Render every line of the listing below as a numbered list, leaving out blank lines and the pictures.

**** SUPPLIED RECORDS

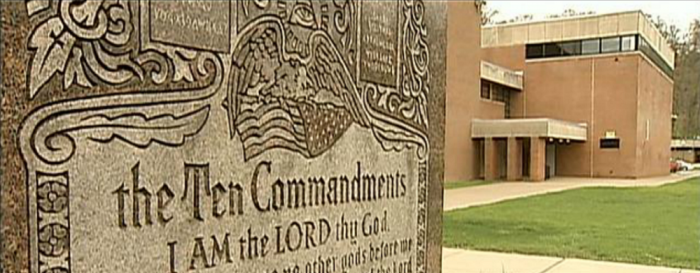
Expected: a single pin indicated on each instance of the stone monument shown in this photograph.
(222, 136)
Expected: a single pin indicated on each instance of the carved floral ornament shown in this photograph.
(91, 44)
(95, 35)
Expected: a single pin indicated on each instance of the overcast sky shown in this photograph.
(679, 13)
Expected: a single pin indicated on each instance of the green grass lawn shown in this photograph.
(654, 226)
(464, 184)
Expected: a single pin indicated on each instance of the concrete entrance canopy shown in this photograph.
(538, 127)
(501, 75)
(515, 131)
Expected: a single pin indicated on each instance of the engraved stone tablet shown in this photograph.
(222, 136)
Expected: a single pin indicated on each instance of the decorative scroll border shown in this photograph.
(398, 117)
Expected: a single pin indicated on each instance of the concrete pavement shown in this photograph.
(501, 191)
(469, 261)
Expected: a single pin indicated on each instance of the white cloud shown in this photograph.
(679, 13)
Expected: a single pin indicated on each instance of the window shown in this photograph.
(629, 43)
(535, 51)
(609, 143)
(485, 90)
(590, 46)
(500, 93)
(571, 48)
(552, 50)
(610, 45)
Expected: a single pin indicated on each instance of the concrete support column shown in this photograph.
(490, 159)
(515, 156)
(538, 154)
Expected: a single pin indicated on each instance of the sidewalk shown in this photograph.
(468, 261)
(501, 191)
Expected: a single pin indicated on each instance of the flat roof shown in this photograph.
(578, 28)
(529, 127)
(502, 75)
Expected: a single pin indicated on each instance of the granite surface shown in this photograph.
(222, 136)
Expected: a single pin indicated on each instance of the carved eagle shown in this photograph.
(290, 88)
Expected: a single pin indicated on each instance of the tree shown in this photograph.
(571, 13)
(686, 89)
(487, 14)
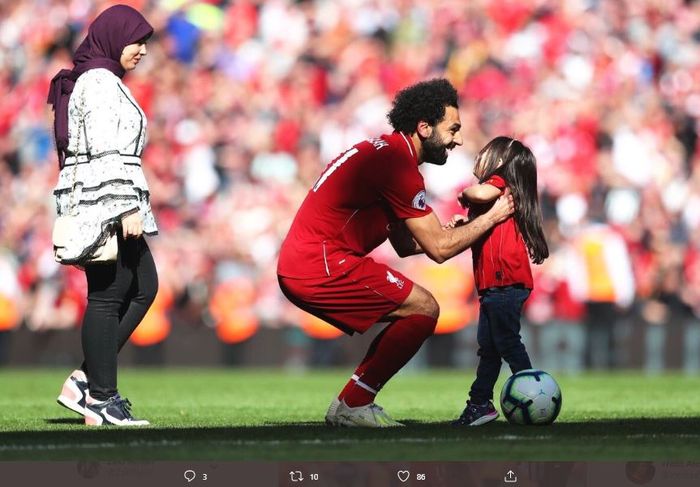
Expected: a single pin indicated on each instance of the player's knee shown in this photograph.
(431, 307)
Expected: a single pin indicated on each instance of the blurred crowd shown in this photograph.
(248, 100)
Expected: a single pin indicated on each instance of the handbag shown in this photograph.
(67, 225)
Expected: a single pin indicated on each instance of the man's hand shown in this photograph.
(456, 221)
(132, 225)
(502, 208)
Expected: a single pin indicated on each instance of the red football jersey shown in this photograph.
(500, 257)
(346, 213)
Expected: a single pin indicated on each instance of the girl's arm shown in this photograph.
(478, 193)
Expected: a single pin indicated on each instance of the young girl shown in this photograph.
(502, 266)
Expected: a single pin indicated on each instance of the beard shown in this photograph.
(433, 150)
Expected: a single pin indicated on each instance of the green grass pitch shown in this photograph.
(273, 415)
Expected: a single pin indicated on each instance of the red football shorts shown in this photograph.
(353, 300)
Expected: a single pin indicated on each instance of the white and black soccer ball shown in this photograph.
(531, 397)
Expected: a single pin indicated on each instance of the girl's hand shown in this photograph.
(462, 200)
(132, 225)
(456, 221)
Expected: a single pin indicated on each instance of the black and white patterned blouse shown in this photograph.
(107, 134)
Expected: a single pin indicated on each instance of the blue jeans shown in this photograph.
(498, 336)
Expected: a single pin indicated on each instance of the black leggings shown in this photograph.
(119, 296)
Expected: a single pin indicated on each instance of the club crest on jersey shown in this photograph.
(394, 280)
(419, 200)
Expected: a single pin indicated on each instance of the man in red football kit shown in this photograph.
(372, 192)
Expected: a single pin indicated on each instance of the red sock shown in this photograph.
(389, 351)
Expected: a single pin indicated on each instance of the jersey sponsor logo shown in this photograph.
(419, 200)
(394, 280)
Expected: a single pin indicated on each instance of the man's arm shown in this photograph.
(402, 240)
(440, 243)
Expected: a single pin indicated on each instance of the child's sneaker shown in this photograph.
(476, 414)
(115, 410)
(74, 392)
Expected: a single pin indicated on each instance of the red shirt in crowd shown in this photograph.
(345, 214)
(500, 258)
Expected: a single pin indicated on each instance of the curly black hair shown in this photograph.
(424, 101)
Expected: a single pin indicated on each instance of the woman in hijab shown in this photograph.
(100, 134)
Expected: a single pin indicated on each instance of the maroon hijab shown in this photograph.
(109, 33)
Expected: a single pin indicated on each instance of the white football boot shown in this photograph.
(369, 416)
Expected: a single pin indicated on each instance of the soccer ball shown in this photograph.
(531, 397)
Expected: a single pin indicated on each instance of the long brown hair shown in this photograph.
(516, 164)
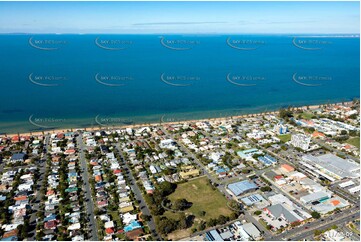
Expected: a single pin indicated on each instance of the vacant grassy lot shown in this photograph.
(354, 141)
(284, 137)
(203, 197)
(306, 115)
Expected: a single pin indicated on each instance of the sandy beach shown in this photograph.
(39, 133)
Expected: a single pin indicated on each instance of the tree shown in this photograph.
(266, 189)
(258, 212)
(166, 188)
(166, 225)
(182, 222)
(202, 226)
(315, 215)
(317, 232)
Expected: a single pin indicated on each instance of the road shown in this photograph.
(300, 233)
(321, 143)
(88, 195)
(36, 205)
(220, 187)
(138, 195)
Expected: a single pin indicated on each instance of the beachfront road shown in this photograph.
(88, 194)
(307, 230)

********

WRITTEN SOLUTION:
1. Expected: a single pin indicated on each instance of the stone monument shown in this photograph.
2. (222, 136)
3. Expected: a single pin indicated on each instance of the carved floral ornament shown in this photograph.
4. (91, 44)
5. (95, 35)
6. Expected: a single pin indicated on each instance of the overcast sky shown in this photograph.
7. (679, 13)
8. Expected: a single pin indicated on each instance of the green grass lawn shown in this photograph.
9. (654, 226)
10. (464, 184)
11. Expected: a single pin indicated on each instance of the concrete entrance canopy shown in this photograph.
12. (538, 127)
13. (501, 75)
14. (515, 131)
15. Expected: a single pin indicated on each instance of the engraved stone tablet shown in this photograph.
16. (222, 136)
17. Expected: a single pin indicated on each instance of the decorative scroll border shown in this photograph.
18. (398, 117)
19. Expected: a single pin indicated on each instance of the concrete pavement shown in this photograph.
20. (501, 191)
21. (469, 261)
22. Expected: a single pin indicated on each instance of the white cloud shown in this photograph.
23. (679, 13)
24. Expected: a single pin indicated on each instance of the window shown in this photograph.
25. (629, 43)
26. (535, 51)
27. (609, 143)
28. (485, 90)
29. (590, 46)
30. (500, 93)
31. (571, 48)
32. (552, 50)
33. (610, 45)
34. Expected: a single pin indicated on each instance of the concrete support column shown in this photograph.
35. (490, 159)
36. (515, 156)
37. (538, 154)
38. Expected: a single pin indicated on each instance of the sidewalk shown in this photograph.
39. (468, 261)
40. (501, 191)
41. Expected: a single pin indicated on each instance of the flat roof shown in this photograph.
42. (578, 28)
43. (529, 127)
44. (502, 75)
45. Expected: a single pin indicated on each instance of the granite surface shown in this photograph.
46. (222, 136)
47. Expected: a single pin indicated on each instance of the carved eagle shown in this photograph.
48. (290, 88)
49. Expected: a single pin indicated on each instance of the tree shown in this photograph.
50. (571, 13)
51. (686, 89)
52. (487, 14)
53. Expected: a single pin indicated on each instance of the player's knee shown in this photograph.
54. (431, 307)
55. Expected: a single pin indicated on each instance of the blurred crowd shown in this photograph.
56. (248, 100)
57. Expected: a single pin indicated on each instance of the handbag shown in this photograph.
58. (67, 225)
59. Expected: a single pin indicated on each instance of the man's hand shown in this photograph.
60. (456, 221)
61. (132, 225)
62. (502, 208)
63. Expected: a single pin indicated on each instance of the red football jersey shown in this photograph.
64. (500, 257)
65. (346, 213)
66. Expected: a single pin indicated on each instance of the girl's arm shown in this photograph.
67. (478, 193)
68. Expected: a single pin indicated on each instance of the young girl shown in this photograph.
69. (502, 266)
70. Expected: a single pin indicated on each instance of the beard shown in this photograph.
71. (433, 150)
72. Expected: a single pin indicated on each instance of the green grass pitch shown in this photograph.
73. (273, 415)
74. Expected: a single pin indicated on each instance of the red football shorts shown in this photograph.
75. (353, 300)
76. Expected: a single pin indicated on each instance of the white and black soccer ball shown in this photograph.
77. (531, 397)
78. Expected: a single pin indicated on each instance of the girl's hand shown in this photograph.
79. (462, 200)
80. (132, 225)
81. (456, 221)
82. Expected: a single pin indicated on each instance of the black and white patterned blouse shown in this photograph.
83. (107, 134)
84. Expected: a single pin indicated on each instance of the blue jeans shown in this photograph.
85. (498, 336)
86. Expected: a single pin indicated on each instance of the black leggings shown in this photograph.
87. (119, 296)
88. Expected: a single pin indicated on each instance of the club crest on jersey shown in this photograph.
89. (394, 280)
90. (419, 200)
91. Expected: a single pin indicated on each instance of the man in red football kit shown in this photograph.
92. (372, 192)
93. Expected: a single pin indicated on each instance of the red sock shown in this photograph.
94. (389, 351)
95. Expected: a single pin indicated on each instance of the jersey sponsor logo shown in this photograph.
96. (419, 200)
97. (394, 280)
98. Expected: a single pin indicated on each instance of the man's arm shown in this photograph.
99. (402, 240)
100. (440, 243)
101. Expected: a single pin indicated on each instance of the child's sneaker shown in this photograph.
102. (476, 414)
103. (115, 410)
104. (74, 392)
105. Expected: a single pin indicated on each instance of the red shirt in crowd shown in this photograph.
106. (345, 214)
107. (500, 258)
108. Expected: a single pin indicated on each instance of the curly black hair shown in this photograph.
109. (424, 101)
110. Expected: a single pin indicated on each instance of the woman in hijab shown in this photograph.
111. (100, 134)
112. Expected: a single pin indicated on each instance of the maroon hijab shown in this photograph.
113. (109, 33)
114. Expected: a single pin indicated on each instance of the white football boot shown in this photograph.
115. (369, 416)
116. Expected: a single pin indicated on each instance of the soccer ball shown in this photograph.
117. (531, 397)
118. Expected: a single pin indicated on each instance of the long brown hair shown in this photograph.
119. (516, 164)
120. Expected: a single pin indicated on each instance of the vacant grassy lot shown in this photograph.
121. (354, 141)
122. (284, 137)
123. (203, 197)
124. (306, 115)
125. Expected: a single pin indicated on each instance of the sandy beach shown in this photograph.
126. (39, 133)
127. Expected: a single pin indicated on each instance of the tree shown in this photograph.
128. (266, 189)
129. (258, 212)
130. (166, 188)
131. (166, 225)
132. (182, 222)
133. (202, 226)
134. (315, 215)
135. (317, 232)
136. Expected: a single pin indicated on each instance of the road shown in this photograph.
137. (300, 233)
138. (321, 143)
139. (88, 195)
140. (36, 205)
141. (220, 187)
142. (138, 195)
143. Expected: a single pin indicated on each instance of the beachfront road shown in this photograph.
144. (88, 194)
145. (307, 230)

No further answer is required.